*Instruction*
Render each line of the listing below, excluding the pictures, as a JSON list of strings with one string per line and blank lines omitted.

*Input data*
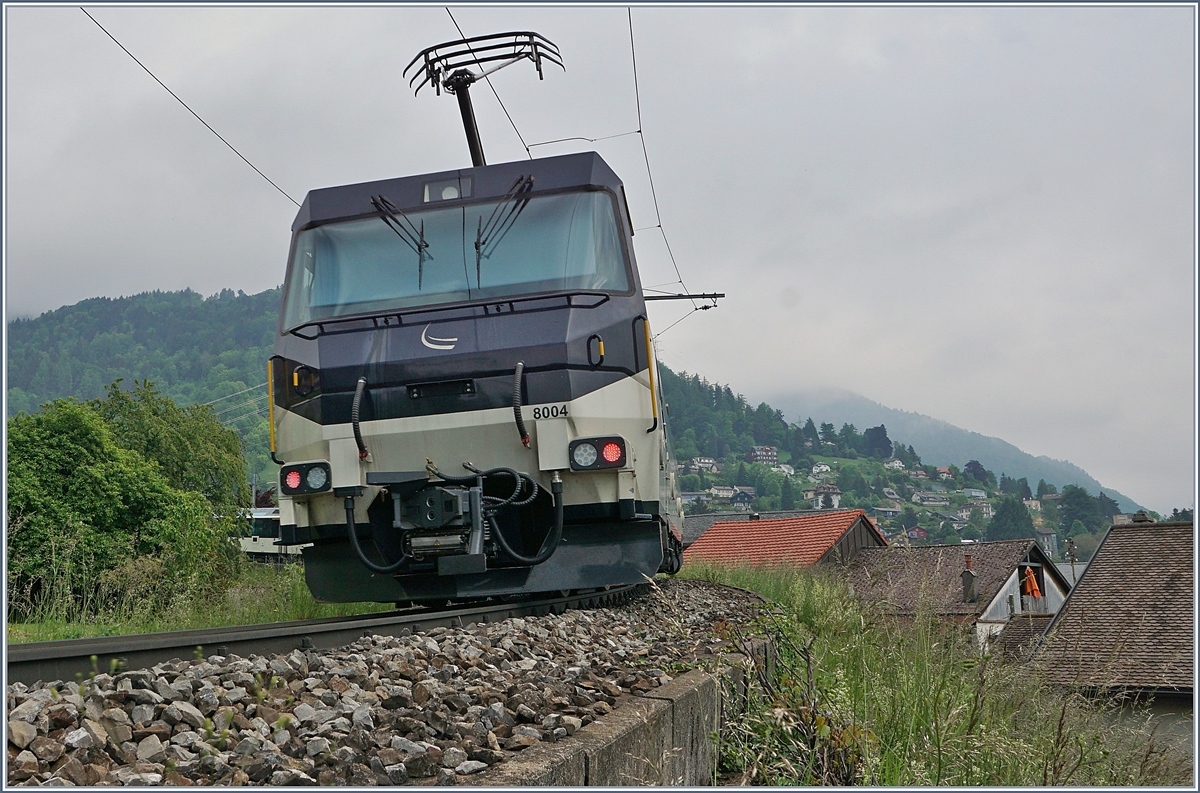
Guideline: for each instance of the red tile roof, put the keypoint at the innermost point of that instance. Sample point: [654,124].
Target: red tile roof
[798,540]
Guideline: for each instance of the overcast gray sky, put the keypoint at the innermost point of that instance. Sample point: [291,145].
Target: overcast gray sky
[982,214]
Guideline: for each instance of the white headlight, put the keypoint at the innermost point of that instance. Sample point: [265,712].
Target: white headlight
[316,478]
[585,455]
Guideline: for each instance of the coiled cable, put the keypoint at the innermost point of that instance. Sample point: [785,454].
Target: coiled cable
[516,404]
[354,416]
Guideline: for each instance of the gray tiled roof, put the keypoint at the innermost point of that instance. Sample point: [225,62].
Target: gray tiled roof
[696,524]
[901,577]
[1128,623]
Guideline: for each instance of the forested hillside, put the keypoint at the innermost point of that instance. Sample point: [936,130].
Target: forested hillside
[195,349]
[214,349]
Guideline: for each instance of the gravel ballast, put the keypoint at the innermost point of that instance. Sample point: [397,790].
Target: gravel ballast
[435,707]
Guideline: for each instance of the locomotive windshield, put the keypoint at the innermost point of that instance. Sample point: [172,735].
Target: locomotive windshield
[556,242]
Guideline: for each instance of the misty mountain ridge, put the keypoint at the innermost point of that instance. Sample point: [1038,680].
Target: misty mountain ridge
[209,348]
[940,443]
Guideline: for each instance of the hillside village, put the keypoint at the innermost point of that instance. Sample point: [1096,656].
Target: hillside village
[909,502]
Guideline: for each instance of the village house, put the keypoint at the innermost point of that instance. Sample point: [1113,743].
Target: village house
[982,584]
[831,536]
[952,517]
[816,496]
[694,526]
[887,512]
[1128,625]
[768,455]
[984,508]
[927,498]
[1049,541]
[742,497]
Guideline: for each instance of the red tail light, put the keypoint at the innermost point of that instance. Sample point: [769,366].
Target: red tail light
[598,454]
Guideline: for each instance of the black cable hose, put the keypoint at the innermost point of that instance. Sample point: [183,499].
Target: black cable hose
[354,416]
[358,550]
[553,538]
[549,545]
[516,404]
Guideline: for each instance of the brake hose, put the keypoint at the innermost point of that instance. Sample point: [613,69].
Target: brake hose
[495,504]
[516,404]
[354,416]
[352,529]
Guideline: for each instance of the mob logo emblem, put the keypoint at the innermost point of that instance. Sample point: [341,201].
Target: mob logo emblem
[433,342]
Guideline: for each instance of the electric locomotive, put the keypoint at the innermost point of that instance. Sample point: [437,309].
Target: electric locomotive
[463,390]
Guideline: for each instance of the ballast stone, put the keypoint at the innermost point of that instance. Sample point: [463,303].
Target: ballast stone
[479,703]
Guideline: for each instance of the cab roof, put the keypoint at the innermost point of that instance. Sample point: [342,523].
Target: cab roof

*The result*
[
  "Guideline: for each instance of the red tile roof, put the keypoint at the innermost point of that instance. Sample point: [654,124].",
  "Target: red tile roof",
  "[798,540]",
  "Guideline: for each instance of the overcast gray sky, put the keypoint at the innermost point of that instance. Sample point: [291,145].",
  "Target: overcast gray sky",
  "[982,214]",
  "Guideline: for each instance of the white headlight, put the keypoint at the innermost point of that instance. Sample point: [265,712].",
  "Target: white headlight",
  "[316,478]",
  "[585,455]",
  "Guideline: for each instance of the coiled cable, put the keypoint at the innermost point of that instance. Sample point: [785,454].",
  "Target: coiled cable",
  "[516,404]",
  "[354,416]",
  "Guideline: for each instance of the gray tiled roof, put the keypoint at the innermost point of that instance. Sample point: [225,62].",
  "Target: gray tiled roof",
  "[696,524]",
  "[901,577]",
  "[1128,623]",
  "Guideline: for each instance of the forested hillside, put the keypoint at the innermost point of that instance. Sample point: [936,130].",
  "Target: forested hillside",
  "[195,349]",
  "[214,349]",
  "Guideline: for each instance of the gravel ballast, put the keypoint at the innermost point of that instance. Sample point: [397,790].",
  "Target: gravel ballast",
  "[435,707]",
  "Guideline: for each instance of the locomotive windshield, put the keypoint at the innermost point of that instance. Sample point: [172,735].",
  "Target: locomotive windshield",
  "[556,242]",
  "Guideline: for each instance of the misty mountain ridge, put the keypoint at the innermost point of that instance. Sample point: [1038,680].",
  "Target: misty mountain ridge",
  "[209,348]",
  "[940,443]",
  "Guideline: for each instance of the hillside village, put the keypoint at the innermost point of that instance. Sample point: [1096,656].",
  "Target: hillside village",
  "[909,502]",
  "Guideline: for each instance of the village house, put the keypoint at the innermost point of that instance. Sample point: [1113,743].",
  "Target: village house",
  "[982,584]",
  "[831,536]",
  "[952,517]",
  "[816,496]",
  "[694,526]",
  "[887,512]",
  "[1128,625]",
  "[768,455]",
  "[984,508]",
  "[927,498]",
  "[1049,541]",
  "[742,497]",
  "Guideline: for each instance of the red tail light, put the keypoint at the innermost point of that instance. Sample point: [769,366].",
  "Target: red tail light",
  "[598,454]",
  "Guideline: for each instance of the black cable hose, put the keypoint at the innermost point of that instance. Sample point: [183,499].",
  "Target: black cable hose",
  "[354,416]",
  "[358,550]",
  "[553,538]",
  "[549,545]",
  "[516,404]",
  "Guideline: for each instance of the brake hose, put the keypoint at the innermost point of that instance. Sample point: [613,69].",
  "Target: brake hose",
  "[495,504]",
  "[516,404]",
  "[354,416]",
  "[352,529]",
  "Guideline: for each instance of the mob logo emblem, put the keypoint at the innermost point of that instance. Sample point: [341,201].",
  "Target: mob logo emblem",
  "[433,342]",
  "Guideline: for each instance of the electric locomotive, put the keypoint at the innermost point of that instance. Sample point: [437,309].",
  "Target: electric locomotive",
  "[463,390]",
  "Guideline: for each instance of the ballast stone, put the keypoint at the innermost point of that instance. Sample point: [463,303].",
  "Target: ballast stone",
  "[479,703]",
  "Guideline: for each instance of the cab roof, put the keypoint at the innermost point of that instance. Sample point: [342,523].",
  "Target: cab roof"
]